__TASK OBJECTIVE__. Once you have checked each line below, report only the number of lines that contain the word "stainless".

- - -

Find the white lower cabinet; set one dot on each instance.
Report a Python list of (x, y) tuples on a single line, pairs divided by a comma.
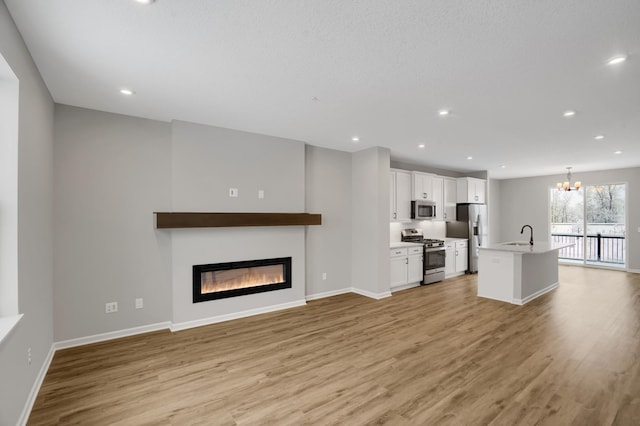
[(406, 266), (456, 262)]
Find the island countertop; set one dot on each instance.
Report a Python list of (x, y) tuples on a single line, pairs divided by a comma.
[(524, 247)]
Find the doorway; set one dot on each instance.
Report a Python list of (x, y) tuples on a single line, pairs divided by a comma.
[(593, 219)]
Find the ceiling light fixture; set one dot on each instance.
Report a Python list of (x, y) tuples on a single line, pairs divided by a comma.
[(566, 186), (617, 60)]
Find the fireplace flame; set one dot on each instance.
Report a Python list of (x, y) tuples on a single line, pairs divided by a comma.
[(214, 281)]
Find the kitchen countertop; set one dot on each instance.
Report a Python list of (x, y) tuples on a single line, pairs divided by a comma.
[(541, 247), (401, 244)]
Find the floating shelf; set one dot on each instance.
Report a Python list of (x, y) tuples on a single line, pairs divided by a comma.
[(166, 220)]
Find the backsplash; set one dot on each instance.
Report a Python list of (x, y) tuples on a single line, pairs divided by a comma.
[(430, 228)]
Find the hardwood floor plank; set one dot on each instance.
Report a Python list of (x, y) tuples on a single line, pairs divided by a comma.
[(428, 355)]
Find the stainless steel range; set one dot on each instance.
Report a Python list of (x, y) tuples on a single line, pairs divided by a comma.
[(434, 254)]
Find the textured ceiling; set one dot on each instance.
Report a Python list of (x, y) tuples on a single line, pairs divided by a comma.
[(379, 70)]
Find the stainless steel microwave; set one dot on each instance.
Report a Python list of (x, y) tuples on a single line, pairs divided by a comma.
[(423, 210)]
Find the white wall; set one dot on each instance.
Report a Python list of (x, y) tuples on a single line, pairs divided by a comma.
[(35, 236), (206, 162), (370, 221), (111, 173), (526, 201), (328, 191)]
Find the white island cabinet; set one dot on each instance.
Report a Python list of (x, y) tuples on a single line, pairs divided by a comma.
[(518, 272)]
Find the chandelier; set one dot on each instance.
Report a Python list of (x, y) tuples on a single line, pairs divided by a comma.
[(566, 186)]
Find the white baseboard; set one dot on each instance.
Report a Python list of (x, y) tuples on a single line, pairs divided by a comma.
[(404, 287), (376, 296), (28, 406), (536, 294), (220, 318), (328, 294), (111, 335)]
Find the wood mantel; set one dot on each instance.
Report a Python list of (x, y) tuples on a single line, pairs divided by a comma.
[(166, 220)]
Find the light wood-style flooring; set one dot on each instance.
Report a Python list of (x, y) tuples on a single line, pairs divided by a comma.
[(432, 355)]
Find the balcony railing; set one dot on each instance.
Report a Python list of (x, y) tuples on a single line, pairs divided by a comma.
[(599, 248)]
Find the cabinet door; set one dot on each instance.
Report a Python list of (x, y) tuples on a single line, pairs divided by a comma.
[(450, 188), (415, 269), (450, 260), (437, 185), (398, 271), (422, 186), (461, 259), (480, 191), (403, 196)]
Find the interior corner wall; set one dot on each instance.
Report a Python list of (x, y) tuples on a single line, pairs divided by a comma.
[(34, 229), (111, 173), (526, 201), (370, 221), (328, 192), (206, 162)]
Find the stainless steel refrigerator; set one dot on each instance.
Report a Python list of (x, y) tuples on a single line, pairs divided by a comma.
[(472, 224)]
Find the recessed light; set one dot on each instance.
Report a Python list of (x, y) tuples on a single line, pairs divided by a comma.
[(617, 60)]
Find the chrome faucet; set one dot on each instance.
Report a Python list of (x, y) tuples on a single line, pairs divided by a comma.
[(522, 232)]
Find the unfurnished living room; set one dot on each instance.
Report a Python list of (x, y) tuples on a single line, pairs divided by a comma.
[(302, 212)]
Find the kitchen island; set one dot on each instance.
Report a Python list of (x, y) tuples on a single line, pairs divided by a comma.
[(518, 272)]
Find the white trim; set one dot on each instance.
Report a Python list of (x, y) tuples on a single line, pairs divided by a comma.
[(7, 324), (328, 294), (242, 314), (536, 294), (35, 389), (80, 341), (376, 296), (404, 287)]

- - -

__ANSWER TO THIS PROBLEM__. 3